Task instructions – Where the line containing "Category: duck reflection in water" appears, begin retyping; continue exactly through the final line of the data. Omit every picture.

Provided information –
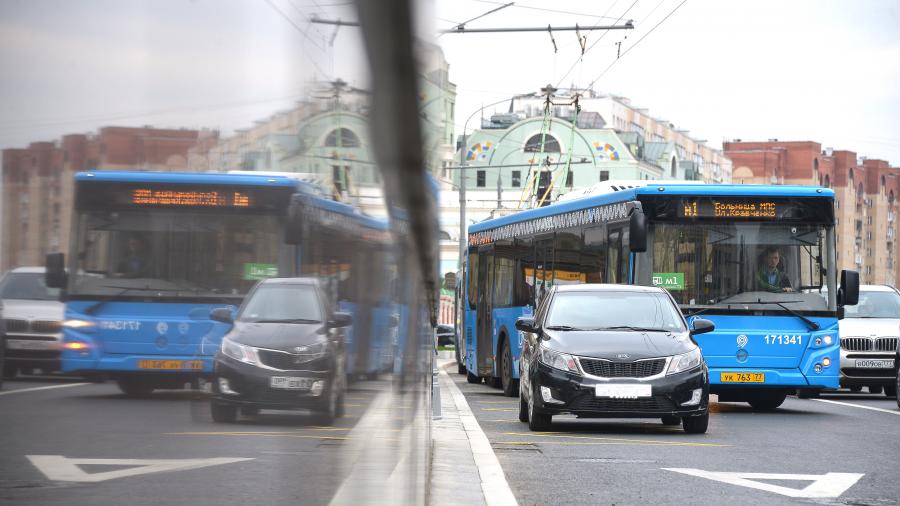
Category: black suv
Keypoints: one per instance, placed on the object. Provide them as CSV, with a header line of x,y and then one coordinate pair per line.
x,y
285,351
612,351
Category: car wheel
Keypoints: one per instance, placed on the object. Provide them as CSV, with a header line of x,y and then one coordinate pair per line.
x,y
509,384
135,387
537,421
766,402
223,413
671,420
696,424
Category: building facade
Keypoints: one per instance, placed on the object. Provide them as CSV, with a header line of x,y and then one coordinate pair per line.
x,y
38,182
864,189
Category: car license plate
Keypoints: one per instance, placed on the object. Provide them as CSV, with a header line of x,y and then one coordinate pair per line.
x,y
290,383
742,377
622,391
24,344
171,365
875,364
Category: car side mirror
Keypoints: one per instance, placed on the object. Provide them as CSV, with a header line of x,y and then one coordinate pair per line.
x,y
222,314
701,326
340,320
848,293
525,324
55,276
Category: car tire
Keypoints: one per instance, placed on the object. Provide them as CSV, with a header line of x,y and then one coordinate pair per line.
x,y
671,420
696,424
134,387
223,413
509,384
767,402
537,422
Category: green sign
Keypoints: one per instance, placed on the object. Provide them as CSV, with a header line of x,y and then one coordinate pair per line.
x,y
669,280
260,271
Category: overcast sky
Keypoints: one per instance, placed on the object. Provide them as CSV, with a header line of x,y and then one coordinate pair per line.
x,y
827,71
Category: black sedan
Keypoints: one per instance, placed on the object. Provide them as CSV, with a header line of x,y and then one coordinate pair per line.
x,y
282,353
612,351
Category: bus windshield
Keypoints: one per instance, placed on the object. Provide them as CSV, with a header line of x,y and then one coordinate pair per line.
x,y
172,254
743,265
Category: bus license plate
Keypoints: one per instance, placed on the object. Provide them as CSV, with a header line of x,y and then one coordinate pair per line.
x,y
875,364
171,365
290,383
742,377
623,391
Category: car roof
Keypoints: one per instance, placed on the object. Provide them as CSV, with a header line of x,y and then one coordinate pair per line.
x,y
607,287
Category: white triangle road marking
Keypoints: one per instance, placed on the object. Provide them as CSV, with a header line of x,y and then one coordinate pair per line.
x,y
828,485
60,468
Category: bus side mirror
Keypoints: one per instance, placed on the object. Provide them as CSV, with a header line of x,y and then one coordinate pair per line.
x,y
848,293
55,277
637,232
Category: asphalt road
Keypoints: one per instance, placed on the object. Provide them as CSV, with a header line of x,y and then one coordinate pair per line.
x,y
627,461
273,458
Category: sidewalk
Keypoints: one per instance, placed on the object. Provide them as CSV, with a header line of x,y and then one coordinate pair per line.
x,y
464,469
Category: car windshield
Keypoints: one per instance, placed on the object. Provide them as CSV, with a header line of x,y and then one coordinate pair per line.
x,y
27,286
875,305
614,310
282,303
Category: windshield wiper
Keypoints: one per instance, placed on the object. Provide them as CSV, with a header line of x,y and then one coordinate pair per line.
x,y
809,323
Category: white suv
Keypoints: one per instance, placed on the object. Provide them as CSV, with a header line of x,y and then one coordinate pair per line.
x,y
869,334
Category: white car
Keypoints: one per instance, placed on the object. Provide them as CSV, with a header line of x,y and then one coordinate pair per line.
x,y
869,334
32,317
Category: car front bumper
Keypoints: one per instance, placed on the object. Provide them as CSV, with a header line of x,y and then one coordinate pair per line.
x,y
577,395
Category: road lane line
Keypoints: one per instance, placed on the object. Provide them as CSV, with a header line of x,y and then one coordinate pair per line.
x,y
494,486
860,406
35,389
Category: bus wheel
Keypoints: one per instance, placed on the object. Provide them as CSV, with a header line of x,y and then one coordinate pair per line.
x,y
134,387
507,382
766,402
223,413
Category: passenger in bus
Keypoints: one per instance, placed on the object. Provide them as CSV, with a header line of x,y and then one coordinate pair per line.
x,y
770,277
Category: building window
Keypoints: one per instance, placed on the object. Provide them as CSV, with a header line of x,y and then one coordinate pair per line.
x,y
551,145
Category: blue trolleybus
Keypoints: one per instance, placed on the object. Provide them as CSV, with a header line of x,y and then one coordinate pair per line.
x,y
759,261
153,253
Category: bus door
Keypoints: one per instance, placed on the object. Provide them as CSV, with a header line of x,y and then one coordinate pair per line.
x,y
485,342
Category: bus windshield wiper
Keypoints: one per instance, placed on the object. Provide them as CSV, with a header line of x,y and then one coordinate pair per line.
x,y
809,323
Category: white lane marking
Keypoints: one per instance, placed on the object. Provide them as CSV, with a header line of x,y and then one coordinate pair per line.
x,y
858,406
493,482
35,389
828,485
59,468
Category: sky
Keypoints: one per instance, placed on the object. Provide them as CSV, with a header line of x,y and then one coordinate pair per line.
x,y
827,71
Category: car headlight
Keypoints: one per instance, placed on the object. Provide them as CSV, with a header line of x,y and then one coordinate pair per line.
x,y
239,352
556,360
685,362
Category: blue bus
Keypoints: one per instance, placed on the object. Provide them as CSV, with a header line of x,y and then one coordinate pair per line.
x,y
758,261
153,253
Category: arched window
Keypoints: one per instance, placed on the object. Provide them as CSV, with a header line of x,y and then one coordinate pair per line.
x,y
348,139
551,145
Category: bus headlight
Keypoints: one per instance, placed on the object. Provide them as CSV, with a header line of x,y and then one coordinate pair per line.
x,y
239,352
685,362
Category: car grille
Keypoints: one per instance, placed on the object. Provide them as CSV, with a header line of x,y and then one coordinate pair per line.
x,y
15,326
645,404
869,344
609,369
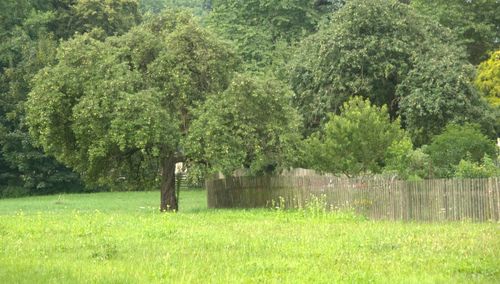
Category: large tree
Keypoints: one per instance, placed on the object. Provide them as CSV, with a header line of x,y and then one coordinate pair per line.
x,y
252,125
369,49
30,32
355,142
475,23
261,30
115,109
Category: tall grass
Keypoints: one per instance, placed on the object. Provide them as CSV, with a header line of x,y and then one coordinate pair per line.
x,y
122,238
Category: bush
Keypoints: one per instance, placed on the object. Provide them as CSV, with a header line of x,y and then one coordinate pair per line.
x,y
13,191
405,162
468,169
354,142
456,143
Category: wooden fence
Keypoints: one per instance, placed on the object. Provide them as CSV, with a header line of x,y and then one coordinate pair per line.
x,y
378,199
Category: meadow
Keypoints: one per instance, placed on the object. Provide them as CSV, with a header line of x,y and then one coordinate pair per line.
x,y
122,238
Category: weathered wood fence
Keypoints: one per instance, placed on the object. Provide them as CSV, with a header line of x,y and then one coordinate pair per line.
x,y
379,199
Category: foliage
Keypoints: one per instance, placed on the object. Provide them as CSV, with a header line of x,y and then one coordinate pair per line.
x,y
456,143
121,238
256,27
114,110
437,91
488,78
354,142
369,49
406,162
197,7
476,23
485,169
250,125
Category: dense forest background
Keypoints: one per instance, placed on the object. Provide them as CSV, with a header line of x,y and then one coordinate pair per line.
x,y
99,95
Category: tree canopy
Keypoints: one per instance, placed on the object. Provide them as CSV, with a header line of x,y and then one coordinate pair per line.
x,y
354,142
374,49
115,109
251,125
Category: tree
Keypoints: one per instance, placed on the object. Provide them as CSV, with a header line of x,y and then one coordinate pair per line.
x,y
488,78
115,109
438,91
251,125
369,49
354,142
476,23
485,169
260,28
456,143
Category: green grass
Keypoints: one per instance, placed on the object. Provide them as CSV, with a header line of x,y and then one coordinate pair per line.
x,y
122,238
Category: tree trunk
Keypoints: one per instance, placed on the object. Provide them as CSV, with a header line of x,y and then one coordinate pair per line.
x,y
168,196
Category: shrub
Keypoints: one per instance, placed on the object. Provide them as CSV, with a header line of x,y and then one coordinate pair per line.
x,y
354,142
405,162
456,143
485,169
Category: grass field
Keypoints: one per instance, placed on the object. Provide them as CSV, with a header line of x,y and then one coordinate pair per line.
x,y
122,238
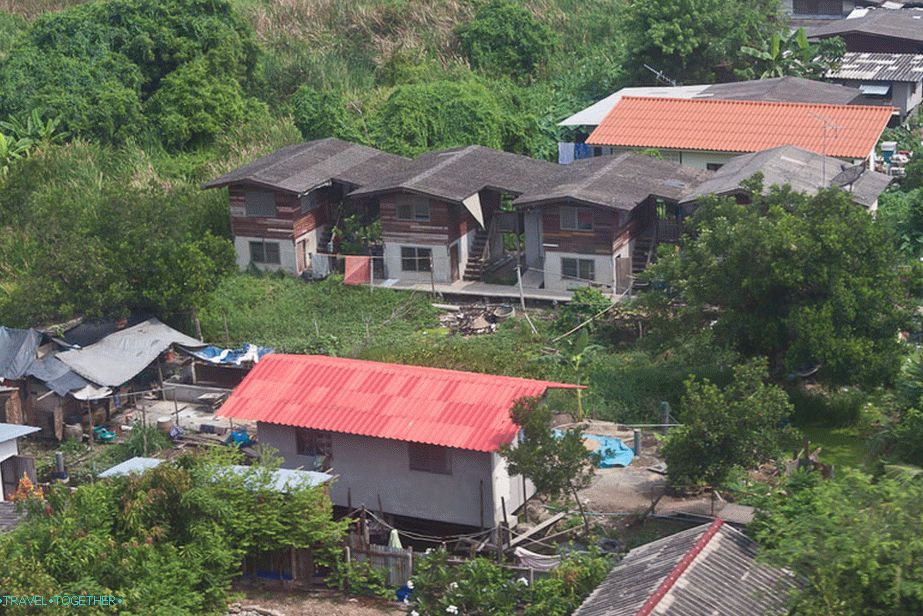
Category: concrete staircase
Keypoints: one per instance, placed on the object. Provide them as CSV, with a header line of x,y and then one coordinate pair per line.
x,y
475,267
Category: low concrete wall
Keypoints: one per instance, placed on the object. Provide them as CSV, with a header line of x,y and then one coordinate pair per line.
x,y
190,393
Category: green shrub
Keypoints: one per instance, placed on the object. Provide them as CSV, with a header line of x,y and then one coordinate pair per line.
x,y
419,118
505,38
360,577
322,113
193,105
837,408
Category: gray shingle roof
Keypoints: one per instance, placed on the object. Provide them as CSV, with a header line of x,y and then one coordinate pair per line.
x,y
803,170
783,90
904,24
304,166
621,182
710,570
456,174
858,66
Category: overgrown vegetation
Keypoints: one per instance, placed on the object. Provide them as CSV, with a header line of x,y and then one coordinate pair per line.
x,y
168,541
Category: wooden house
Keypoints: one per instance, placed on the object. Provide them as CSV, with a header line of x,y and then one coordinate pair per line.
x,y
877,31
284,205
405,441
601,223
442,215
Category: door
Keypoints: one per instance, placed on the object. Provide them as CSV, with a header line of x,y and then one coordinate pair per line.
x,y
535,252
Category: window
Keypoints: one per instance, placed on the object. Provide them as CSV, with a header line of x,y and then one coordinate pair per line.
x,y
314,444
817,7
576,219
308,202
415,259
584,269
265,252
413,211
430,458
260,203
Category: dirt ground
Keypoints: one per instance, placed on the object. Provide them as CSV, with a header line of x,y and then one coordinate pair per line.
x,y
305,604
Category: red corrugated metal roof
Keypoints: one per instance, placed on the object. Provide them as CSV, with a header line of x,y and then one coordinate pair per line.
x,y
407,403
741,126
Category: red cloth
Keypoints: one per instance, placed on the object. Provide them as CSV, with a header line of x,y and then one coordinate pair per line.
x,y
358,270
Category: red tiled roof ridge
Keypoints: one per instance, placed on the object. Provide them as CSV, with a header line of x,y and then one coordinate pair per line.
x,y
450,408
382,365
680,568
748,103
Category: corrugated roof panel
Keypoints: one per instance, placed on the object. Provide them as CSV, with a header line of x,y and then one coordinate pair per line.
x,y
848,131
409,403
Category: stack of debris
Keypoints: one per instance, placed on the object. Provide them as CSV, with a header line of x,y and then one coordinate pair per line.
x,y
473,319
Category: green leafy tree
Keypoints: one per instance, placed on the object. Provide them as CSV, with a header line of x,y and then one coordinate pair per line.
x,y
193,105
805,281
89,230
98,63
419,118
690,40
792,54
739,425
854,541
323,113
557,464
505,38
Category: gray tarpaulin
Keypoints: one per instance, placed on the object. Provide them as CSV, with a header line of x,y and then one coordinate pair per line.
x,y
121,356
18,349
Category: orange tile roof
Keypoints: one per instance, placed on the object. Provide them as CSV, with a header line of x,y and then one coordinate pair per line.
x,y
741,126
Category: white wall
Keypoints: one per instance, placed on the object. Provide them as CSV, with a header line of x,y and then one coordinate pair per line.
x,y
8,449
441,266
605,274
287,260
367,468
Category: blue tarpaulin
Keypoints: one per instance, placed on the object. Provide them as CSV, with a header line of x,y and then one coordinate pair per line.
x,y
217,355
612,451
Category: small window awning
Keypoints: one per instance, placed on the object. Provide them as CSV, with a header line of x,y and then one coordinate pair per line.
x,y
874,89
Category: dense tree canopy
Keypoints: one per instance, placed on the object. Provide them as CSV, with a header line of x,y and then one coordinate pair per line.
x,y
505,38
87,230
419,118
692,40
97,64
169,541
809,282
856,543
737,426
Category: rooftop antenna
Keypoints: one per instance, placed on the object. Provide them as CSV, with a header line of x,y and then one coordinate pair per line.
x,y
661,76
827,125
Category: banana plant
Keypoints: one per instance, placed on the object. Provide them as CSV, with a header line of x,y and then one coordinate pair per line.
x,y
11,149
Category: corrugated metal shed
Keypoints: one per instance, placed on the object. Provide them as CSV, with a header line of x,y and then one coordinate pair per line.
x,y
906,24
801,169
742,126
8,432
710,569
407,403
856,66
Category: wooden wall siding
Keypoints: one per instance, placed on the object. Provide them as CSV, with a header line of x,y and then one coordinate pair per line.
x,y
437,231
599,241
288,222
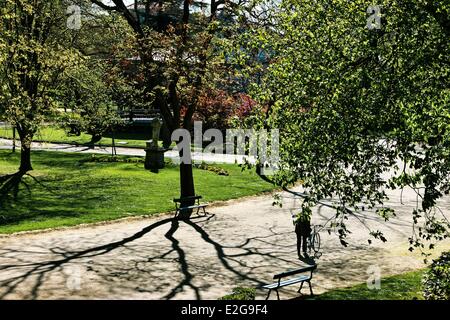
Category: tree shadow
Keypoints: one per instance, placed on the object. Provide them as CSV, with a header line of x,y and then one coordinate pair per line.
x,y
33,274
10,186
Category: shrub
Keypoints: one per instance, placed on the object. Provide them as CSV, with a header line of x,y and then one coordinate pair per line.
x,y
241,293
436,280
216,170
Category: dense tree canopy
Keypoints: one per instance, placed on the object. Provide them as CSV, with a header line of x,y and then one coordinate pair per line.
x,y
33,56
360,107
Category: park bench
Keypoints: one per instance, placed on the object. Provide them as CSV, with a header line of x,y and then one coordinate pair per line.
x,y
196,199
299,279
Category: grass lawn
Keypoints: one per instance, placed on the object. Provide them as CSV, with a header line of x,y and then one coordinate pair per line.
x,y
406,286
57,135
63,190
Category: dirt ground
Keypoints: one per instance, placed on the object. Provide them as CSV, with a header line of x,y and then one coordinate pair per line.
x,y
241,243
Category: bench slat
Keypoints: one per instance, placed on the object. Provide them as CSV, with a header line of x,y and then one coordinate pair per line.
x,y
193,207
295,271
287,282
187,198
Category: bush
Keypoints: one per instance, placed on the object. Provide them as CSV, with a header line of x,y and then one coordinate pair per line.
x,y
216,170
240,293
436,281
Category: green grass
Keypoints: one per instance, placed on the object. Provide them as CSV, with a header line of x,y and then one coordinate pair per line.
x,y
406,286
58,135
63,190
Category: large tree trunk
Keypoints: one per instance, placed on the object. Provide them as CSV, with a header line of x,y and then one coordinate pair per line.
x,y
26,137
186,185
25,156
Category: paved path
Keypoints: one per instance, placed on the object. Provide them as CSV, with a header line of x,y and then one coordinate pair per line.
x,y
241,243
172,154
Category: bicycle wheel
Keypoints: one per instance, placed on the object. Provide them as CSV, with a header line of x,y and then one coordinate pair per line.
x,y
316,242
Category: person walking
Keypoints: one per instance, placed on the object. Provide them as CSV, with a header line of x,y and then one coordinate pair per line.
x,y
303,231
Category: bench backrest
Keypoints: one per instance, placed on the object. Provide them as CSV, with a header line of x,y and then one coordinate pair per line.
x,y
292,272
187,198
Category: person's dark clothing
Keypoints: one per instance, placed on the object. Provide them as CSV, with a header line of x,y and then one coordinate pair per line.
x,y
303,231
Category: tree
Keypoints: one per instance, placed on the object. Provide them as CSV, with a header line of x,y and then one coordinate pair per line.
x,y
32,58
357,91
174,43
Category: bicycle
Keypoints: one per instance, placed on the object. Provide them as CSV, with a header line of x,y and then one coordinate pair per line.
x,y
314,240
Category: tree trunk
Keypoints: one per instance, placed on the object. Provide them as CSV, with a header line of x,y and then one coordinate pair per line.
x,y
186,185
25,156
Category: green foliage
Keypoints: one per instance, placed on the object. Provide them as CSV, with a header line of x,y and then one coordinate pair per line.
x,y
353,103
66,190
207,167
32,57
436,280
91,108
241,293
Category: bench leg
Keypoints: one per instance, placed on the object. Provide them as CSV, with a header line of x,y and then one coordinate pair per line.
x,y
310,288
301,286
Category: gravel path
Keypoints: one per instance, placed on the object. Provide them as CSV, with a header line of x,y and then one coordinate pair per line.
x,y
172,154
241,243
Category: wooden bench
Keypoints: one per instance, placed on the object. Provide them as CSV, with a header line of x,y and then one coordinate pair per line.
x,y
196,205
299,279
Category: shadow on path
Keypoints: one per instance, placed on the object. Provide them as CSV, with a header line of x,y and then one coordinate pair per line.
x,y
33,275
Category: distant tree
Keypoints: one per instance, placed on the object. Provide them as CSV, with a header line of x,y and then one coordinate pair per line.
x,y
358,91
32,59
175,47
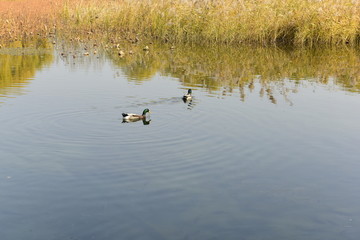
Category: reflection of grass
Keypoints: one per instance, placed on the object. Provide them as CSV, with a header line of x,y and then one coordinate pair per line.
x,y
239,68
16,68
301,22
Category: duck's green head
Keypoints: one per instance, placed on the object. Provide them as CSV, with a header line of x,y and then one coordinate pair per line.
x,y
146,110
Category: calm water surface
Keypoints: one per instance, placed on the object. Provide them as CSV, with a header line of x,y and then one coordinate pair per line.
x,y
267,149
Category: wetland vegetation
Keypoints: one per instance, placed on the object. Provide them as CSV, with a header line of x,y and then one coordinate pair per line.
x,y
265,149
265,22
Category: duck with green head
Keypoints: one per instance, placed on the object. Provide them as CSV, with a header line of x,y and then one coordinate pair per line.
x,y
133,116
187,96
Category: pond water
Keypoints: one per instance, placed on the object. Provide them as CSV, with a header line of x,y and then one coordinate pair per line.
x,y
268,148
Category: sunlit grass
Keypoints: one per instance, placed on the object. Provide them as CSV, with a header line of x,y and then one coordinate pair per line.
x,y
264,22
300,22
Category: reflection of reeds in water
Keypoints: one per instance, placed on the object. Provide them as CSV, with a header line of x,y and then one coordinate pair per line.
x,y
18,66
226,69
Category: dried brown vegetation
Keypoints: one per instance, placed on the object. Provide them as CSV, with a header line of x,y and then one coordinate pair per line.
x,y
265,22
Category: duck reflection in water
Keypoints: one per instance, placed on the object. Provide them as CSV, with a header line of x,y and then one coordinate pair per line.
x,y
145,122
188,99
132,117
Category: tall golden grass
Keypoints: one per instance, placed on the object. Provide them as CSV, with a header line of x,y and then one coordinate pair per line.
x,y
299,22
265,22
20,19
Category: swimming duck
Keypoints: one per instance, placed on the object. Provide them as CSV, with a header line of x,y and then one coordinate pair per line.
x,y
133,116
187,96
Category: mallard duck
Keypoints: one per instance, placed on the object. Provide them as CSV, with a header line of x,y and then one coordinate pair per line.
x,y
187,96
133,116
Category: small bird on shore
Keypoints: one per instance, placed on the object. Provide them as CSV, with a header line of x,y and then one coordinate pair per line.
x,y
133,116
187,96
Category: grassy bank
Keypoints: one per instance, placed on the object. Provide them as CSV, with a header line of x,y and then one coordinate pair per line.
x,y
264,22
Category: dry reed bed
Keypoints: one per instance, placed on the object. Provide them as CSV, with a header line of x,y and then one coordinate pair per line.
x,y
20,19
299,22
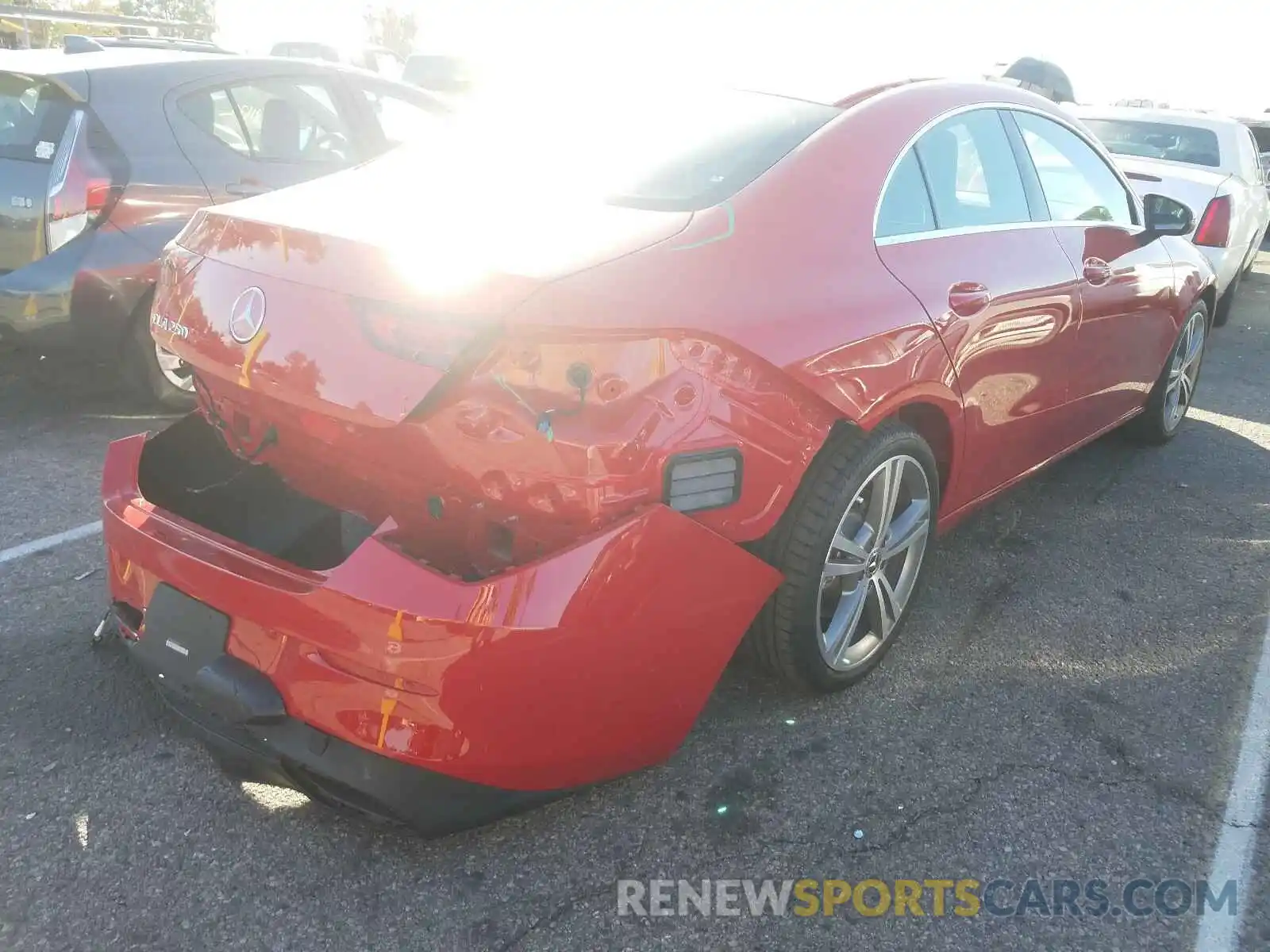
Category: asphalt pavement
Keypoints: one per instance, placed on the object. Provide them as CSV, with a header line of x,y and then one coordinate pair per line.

Finished answer –
Category: duck reflection in water
Keypoints: one per instance, placed on the object. Provide them as CSV, with a header line of x,y and then one coordinate pair per line.
x,y
145,122
188,99
132,117
Category: tall golden grass
Keypoints: one per instance, placed on the object. Provide them as CSV, with a header line of x,y and then one coordinate pair per line.
x,y
299,22
265,22
20,19
Category: swimming duck
Keypoints: one per instance, placed on the object. Provide them as CSV, with a header line of x,y and then one coordinate pair per line.
x,y
133,116
187,96
Category: mallard duck
Keypoints: one per instance, placed on the object. Provide them as CSV, with a header line of x,y and then one coordinate pair per line.
x,y
187,96
133,116
Category: small bird on shore
Keypoints: one per instance, placed on the object. Provide them as CSV, with a header line of x,y and then one coordinate pair per line.
x,y
133,116
187,96
Category: grassy bank
Keypoints: one per instance, placed on the object. Provide them as CSV, with a header line of x,y and then one coordinate pair per line.
x,y
264,22
Category: dry reed bed
Keypoints: one per instance, placed on the object. Provide them as CSV, with a header line of x,y and then one coordinate pair per line.
x,y
20,19
299,22
Category: asphalt pavement
Keypoints: one per instance, placed on the object. Provide them as CSV, with a header line of x,y and then one coordinate pair per line.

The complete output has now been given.